** Passage provided **
I suppose there is something totally wrong with Ceph Pacific version but I don't find the reason why it act like this. Just wondering is there some way to fix this or step backwards.

branto · Jul 18, 2021

I feel your pain. As you can see, there isn't any activity on this thread... I'm hoping someone will help, but it looks unlikely.

sippe · Jul 18, 2021

Just wonderin is there any work around to save files and start over if fixing is impossible... At this moment I have read a lot of ceph and proxmox forums but don't find any clever tips how to fix this situation. Even I would be very pleased if I even can save the data some how. I don't have any idea how to fix this...

ph0x · Jul 18, 2021

Everyone who had problems with the upgrade posted logs with full or near full pools/OSDs. This is a situation which should be avoided at all costs.
The Ceph mailing list ia probably the best addressee for such problems.

** Request 1 **
Rewrite the Ceph forum thread from "I suppose there" to "it looks unlikely.", putting "Quincy" in place of "Pacific".
** Request 2 **
In the Ceph forum thread, what does ph0x name as probably the best place to take such problems?

** Stored data **
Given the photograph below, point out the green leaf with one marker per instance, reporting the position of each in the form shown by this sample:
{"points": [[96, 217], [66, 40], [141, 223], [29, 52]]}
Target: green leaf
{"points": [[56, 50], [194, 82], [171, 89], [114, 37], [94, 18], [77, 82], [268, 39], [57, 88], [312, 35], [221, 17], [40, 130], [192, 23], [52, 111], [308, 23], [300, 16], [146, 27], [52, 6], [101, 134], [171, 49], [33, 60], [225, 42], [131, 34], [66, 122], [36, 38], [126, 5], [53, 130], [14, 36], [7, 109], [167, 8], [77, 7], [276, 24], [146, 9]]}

** Exercise answer 1 **
I suppose there is something totally wrong with Ceph Quincy version but I don't find the reason why it act like this. Just wondering is there some way to fix this or step backwards.

branto · Jul 18, 2021

I feel your pain. As you can see, there isn't any activity on this thread... I'm hoping someone will help, but it looks unlikely.

** Exercise answer 2 **
The Ceph mailing list.